◆ WHAT IS NEEDED ◆
From first line to last, give the records again word for word and omit the pictures.

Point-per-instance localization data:

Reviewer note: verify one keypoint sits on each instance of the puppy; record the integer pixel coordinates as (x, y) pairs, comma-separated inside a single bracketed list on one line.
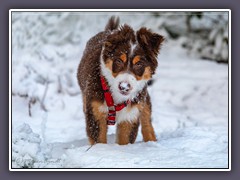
[(113, 74)]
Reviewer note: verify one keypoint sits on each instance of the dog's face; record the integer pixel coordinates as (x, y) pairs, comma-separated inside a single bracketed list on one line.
[(129, 60)]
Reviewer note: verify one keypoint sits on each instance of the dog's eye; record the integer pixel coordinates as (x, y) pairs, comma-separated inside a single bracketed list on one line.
[(138, 65), (118, 62)]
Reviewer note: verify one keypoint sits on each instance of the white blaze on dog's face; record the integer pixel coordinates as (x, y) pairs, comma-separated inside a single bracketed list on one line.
[(129, 61)]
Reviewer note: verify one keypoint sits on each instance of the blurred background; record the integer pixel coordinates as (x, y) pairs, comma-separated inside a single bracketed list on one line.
[(189, 93)]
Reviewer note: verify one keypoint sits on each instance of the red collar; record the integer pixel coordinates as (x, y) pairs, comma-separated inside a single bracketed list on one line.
[(112, 108)]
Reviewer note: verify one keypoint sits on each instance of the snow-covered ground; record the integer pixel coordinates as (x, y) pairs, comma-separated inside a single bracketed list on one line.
[(189, 98)]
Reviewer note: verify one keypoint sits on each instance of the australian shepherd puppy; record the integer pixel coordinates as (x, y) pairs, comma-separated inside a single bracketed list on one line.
[(113, 74)]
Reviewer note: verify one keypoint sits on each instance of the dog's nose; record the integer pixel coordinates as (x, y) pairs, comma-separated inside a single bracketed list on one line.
[(124, 87)]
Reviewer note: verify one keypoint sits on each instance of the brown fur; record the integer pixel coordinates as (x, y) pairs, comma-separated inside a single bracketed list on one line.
[(114, 46)]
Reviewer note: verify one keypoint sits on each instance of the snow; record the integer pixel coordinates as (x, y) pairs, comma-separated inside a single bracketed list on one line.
[(189, 100)]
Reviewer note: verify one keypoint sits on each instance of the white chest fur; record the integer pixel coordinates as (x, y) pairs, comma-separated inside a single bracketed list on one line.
[(126, 114)]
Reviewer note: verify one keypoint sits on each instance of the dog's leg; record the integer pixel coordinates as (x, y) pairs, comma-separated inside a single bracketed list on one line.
[(96, 123), (147, 128), (127, 132)]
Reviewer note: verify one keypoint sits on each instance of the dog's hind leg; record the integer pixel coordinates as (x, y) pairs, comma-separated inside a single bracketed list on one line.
[(127, 132), (147, 128)]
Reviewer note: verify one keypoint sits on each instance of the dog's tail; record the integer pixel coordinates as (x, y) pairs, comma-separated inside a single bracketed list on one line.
[(112, 24)]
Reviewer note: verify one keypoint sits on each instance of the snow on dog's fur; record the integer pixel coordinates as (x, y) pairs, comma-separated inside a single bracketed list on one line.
[(127, 60)]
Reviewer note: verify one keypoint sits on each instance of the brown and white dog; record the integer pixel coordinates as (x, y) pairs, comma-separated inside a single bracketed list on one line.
[(113, 74)]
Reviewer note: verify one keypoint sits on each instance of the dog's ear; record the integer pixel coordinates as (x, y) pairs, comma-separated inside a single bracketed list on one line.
[(149, 41)]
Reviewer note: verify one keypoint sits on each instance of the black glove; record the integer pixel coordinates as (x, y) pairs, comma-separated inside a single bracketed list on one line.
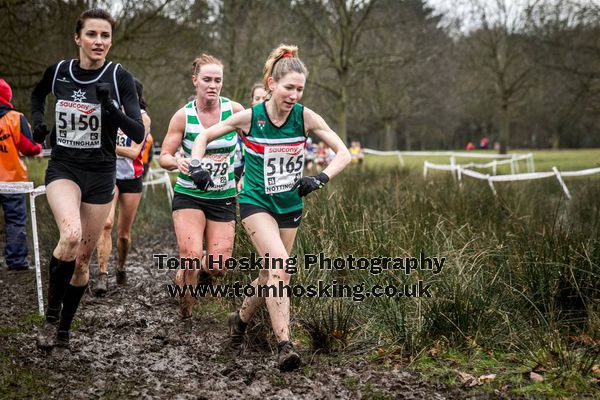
[(309, 184), (201, 178), (40, 132), (103, 95)]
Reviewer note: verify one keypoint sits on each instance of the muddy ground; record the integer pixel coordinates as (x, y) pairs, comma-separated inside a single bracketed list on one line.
[(131, 344)]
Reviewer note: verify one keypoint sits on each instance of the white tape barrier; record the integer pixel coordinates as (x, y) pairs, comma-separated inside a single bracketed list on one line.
[(505, 158), (510, 178), (27, 188)]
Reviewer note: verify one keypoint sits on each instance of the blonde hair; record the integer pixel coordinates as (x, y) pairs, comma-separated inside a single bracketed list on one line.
[(257, 85), (205, 59), (282, 60)]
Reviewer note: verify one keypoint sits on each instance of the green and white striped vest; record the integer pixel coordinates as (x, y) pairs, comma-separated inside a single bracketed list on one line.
[(218, 159)]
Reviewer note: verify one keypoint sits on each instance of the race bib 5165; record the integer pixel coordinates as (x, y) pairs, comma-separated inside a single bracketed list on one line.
[(283, 166)]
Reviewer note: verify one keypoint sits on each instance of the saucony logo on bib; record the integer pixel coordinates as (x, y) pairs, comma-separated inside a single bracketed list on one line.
[(78, 95)]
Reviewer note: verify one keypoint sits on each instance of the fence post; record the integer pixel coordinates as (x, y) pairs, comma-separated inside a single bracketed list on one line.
[(562, 183)]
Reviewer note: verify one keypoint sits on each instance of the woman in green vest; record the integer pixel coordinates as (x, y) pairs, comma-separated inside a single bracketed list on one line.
[(274, 133), (208, 214)]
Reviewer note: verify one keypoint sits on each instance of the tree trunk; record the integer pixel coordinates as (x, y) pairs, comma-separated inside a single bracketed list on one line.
[(343, 115), (556, 139), (390, 136), (504, 128)]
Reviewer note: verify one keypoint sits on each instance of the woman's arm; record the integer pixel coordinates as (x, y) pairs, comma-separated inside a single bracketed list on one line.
[(238, 121), (133, 151), (171, 143), (317, 125), (129, 121)]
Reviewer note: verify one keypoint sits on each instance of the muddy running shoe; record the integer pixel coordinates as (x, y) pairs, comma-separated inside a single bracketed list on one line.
[(46, 338), (101, 284), (237, 330), (288, 359), (121, 277), (186, 306)]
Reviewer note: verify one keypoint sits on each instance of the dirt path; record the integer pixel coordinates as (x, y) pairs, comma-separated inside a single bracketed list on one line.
[(131, 344)]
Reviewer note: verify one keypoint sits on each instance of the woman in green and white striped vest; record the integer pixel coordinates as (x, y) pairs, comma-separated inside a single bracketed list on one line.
[(274, 133), (202, 215)]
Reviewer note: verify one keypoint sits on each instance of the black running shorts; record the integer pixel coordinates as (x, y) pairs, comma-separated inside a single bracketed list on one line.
[(135, 185), (96, 187), (220, 210), (288, 220)]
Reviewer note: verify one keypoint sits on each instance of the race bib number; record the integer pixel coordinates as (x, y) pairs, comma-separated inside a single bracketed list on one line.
[(122, 139), (218, 166), (283, 166), (78, 125)]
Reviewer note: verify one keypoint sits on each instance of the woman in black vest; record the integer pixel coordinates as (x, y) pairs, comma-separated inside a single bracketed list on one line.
[(90, 93)]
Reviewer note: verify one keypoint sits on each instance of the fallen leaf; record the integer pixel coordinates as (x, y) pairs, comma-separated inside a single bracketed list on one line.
[(436, 349), (486, 378), (467, 380), (535, 377)]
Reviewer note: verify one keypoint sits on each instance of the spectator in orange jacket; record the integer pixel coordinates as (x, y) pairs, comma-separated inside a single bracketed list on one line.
[(15, 137)]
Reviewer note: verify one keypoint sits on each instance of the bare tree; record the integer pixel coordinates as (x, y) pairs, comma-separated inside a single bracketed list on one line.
[(500, 51)]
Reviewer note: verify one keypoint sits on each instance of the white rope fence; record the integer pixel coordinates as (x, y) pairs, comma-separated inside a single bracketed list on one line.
[(158, 177), (511, 159), (461, 170)]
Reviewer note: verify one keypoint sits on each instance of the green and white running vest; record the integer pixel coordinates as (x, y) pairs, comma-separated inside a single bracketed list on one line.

◆ TASK RESPONSE ◆
Reviewer note: verify one keypoint sits on each instance of the puppy; record the integer pixel coordinates as (x, y) pairs, comma-separated inside a single bracketed list on one line.
[(113, 74)]
Reviewer note: verify one keypoint sits on each instance of the dog's face; record the integer pixel coordinates as (x, y) pairs, comma-separated inside a single bracketed list on one line.
[(129, 60)]
Reviewer note: verify one keypoint sits on each instance of the dog's eye; record the integer pixel coordinates as (x, y) pairs, comma-separated inside a single bracketed list on one line.
[(138, 65), (118, 62)]
Reviewer note: verify one keypoint sits on each instance of the white blaze on dog's face; record the integer pixel coordinates as (x, y) pairs, comma-separated inside a single bracketed list on one line.
[(129, 61)]
Reviewer note: verify one keypoint sits on each instance of the blurred background; record the integer pixel coordinates as (x, y) pairs, comma-separated inside a single bracketed list on one line.
[(189, 93)]
Reviewer note: verify one keypoint sits on each instance of the red collar; record the integer pixel coordinates as (x, y) pairs, comma-separated inside a single bracketed list on one line.
[(112, 108)]
Reviewer note: verify one keypoint sits on each instance of the snow-covered ground; record the integer pixel coordinates as (x, y) pairs, comma-separated inside a single bracketed list on one line.
[(189, 98)]
Reviewer note: verify one keypoint sits on each instance of the australian shepherd puppy; record the integer pixel coordinates as (x, y) pairs, comma-separated inside a single bracketed list on one line.
[(113, 74)]
Reviewer note: verify one keypoint sits on each instance of the dog's nose; record the integer pixel coordinates as (x, y) pairs, comma-separated inside a single bracketed list on one line.
[(124, 87)]
Reviewer note: verify one keypoint sits on each instance of the brown fur; record the integer pixel coordinates as (x, y) pairs, comma-separated inside a single bracketed list on one line.
[(114, 46)]
Reviewer note: verify one keypoint sits on each instance of the snow; record the integer pixel coordinates as (x, y) pairs, comma-separated inside a single bracketed list on one line.
[(189, 100)]
Reviewer note: verify one keypoint sits on each instance of the white chest fur; record the integer pixel coordinates as (x, y) pairs, comma-separated inside a single bracketed list on one line.
[(126, 114)]
Reviewer note: verify one keypoint sits on each instance of the dog's leg; record the integer pixel coordinates as (x, y) pairs, comma-separated inside a single bracketed list on one line.
[(96, 123), (147, 128), (127, 132)]
Reviewer note: verify one keypoint sits on each instance of the dog's hind leg; record the integer pixel coordinates as (x, y) pairs, comma-separated inside a single bracketed list on one line.
[(127, 132), (147, 128)]
Reviewer note: verify one keypoint sits on each instance of the dog's tail; record the integer pixel coordinates as (x, y) pairs, comma-separated inside a single bracketed list on one line.
[(112, 24)]
Reviewer note: verify one keypoint sits on each instance of the snow on dog's fur; record the integer pixel coordinates as (x, y) pairs, comma-separated inside a single bracketed list on one line.
[(127, 60)]
Reviewer note: verify one keypoint sits on each instance of the brown and white dog; record the integer pixel coordinates as (x, y) pairs, comma-separated inside a single bracketed list on one line.
[(113, 74)]
Reviewer note: verify one keypoint sits on each instance of the dog's ear; record the integer pixel coordinates as (x, y) pairs, comma-separated inside a single bracketed list on one line.
[(149, 41)]
Reviewer note: verify one keypoint sits on each instance of the black glove; record the integer pixel coordinates as (x, y) pairs, comma-separated inside a single bracketed list on one line.
[(309, 184), (201, 178), (40, 132), (103, 95)]
Reviewer note: verify one keypoint sits on each instance of the muddy ground; record the integer pixel coordinates as (x, y) pairs, comma-separated inside a single bracketed list on one line.
[(131, 344)]
Reviewer note: verify one keypoint sits on each instance of the white tape barrier; record the integer pixel coordinates as (x, y) pairs, comma-separated inside a single bracketed list on one line.
[(505, 158), (510, 178), (27, 188)]
Reviewer note: verify one keypoint sits on each instance of the blonde hair; record the integer pixel coordinates as (x, y) pairs, comma-separated inside a single bracketed list on one line.
[(257, 85), (205, 59), (282, 60)]
Reviewer note: verify one keypoint sits on each instance of the green and white striped vest; record the integer pixel coordinates as (x, y) pairs, comma-separated inside a single bracketed list on one line.
[(218, 159)]
Reviewer note: verify one keypoint sits on each instance of the race bib 5165; record the integer pixel coordinates as (x, y) pairs, comma-separated inside a single bracketed list on one line.
[(283, 166)]
Reviewer note: verify one keypoint sits on each instance of the saucony logo on bib; record the integer pixel coordinates as (x, y) pairs, comma-separated inside a single bracketed list on one line.
[(78, 95)]
Reviewer note: verify one keypoint sits on each instance of the fence post; record the integer pixel coordinates as (x, y) pairs, comma-separated inside a single bracketed list on one line.
[(562, 183)]
Reviewer note: verify one keypoint sits on each instance of the woman in green vest; record the integer pixel coordinates as (x, y) pairs, comma-separated inside a single bracketed list on one line.
[(274, 133), (208, 214)]
Reviewer note: verify one keypoint sits on each instance of the tree trunk; record the integer pixel coordinates as (x, y) pairs, comma-separated inside a single bracketed list on one line.
[(343, 115), (556, 139), (390, 136), (504, 128)]
Reviewer note: verify one keypoint sits on each instance of the woman's arm; record the integer pixel coordinates as (x, y) pairs, comma-separated inside a single bracketed list on one line.
[(238, 121), (133, 151), (171, 143), (317, 125), (129, 121)]
Reviewer note: verify one keypoint sits on each instance of the muddy running shoe; record the integer pixel coordinates as (x, y) pairs, comma-separated inside a single bracketed list on one line.
[(46, 338), (101, 284), (237, 330), (288, 359), (121, 277), (186, 306)]
Reviewer note: verify one keypoint sits on each instance of the dirt path; record the integer pixel coordinates as (x, y) pairs, comma-separated inside a single bracketed list on one line.
[(131, 344)]
Reviewer note: verify one keypoint sits on each instance of the woman in green and white striped vest; record the integer pixel coordinates as (x, y) pairs, comma-separated inside a single bracketed list on one line.
[(274, 133), (202, 215)]
Reviewer note: verify one keypoint sits on each instance of the black running shorts; record the integer pixel coordinates as (x, y) pairs, comma-separated inside a single bracketed list on one line.
[(135, 185), (96, 187), (220, 210), (288, 220)]
Reviewer note: verify one keypoint sits on each instance of the race bib number; record the integer pixel coordinates as (x, y) pairs, comma-separated inside a single bracketed list on one line.
[(122, 139), (218, 166), (283, 166), (78, 125)]
Reviewer note: verify one keypoint sits on each instance of the woman in black vest; record the integer pixel coordinates as (x, y) pairs, comma-separated inside a single bracketed list on one line.
[(90, 93)]
Reviewer note: verify one keypoint sits on each instance of the fallen leaf; record the integer pixel coordinates as (x, y) pairs, comma-separated inside a single bracketed list on one line.
[(436, 349), (486, 378), (467, 380), (535, 377)]
Reviewer note: verify one keypoint sits on each instance of the spectator in orange jacket; record the integer pixel coordinates as (x, y) pairs, comma-separated inside a single bracketed list on one line.
[(15, 137)]
Reviewer note: verify one keypoint sits on each instance of the bare tree; record the integer pixel coordinates as (x, y) pairs, comma-separated inside a single bracketed list on one line.
[(500, 51)]
Reviewer note: verify one keypoint sits on each instance of the white rope fence; record the integer pixel coordinates as (x, y) pairs, comma-separated inside a single bracketed list on one line.
[(158, 177), (511, 159), (461, 170)]
Reviewer note: verify one keypoint sits on each instance of the green and white running vest; record the integer pixel coordinates as (x, y) pairs, comma-separated inside a single bracketed list on one line.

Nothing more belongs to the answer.